▶ Work instructions: The required response is the number of lines in the entries that include the word "barrier", with nothing added.

▶ Records to use:
>>>>

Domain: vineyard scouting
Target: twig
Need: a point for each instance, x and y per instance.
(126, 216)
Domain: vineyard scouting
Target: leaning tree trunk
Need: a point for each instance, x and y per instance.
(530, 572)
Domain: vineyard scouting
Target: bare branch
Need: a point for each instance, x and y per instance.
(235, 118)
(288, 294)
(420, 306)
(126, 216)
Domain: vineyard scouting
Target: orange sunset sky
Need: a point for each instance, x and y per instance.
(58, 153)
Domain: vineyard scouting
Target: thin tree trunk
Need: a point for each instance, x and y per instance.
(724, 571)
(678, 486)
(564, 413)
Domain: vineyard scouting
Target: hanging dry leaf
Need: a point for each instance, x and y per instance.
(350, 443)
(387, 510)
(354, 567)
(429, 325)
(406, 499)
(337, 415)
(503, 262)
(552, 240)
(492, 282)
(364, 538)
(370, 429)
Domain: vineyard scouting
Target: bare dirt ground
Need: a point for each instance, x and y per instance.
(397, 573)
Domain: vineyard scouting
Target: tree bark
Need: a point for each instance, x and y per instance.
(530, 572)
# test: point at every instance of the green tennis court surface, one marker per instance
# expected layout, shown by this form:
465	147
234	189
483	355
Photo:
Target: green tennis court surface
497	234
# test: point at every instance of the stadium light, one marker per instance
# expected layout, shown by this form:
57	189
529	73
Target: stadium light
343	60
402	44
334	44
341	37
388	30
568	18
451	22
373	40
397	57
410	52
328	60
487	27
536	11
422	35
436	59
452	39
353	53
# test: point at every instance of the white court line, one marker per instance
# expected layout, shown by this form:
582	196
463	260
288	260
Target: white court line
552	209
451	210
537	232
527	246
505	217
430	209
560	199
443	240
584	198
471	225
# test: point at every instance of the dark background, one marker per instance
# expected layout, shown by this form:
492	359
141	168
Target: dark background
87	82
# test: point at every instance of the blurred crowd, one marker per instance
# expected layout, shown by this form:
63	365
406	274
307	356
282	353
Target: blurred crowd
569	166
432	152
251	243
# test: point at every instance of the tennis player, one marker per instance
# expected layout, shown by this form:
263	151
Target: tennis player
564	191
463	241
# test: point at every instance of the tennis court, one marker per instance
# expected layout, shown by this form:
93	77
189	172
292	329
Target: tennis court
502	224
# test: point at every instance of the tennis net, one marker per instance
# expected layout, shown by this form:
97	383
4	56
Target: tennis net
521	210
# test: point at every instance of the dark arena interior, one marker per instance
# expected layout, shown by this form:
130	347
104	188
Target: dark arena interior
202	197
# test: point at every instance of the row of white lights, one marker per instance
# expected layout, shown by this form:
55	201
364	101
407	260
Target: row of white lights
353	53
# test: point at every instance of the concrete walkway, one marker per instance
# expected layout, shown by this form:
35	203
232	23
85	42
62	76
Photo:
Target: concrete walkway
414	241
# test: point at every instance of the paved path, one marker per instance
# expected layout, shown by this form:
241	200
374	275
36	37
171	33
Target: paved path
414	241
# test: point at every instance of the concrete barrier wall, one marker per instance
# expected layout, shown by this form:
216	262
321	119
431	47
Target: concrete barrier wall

<<<<

▶ Finished exercise: 2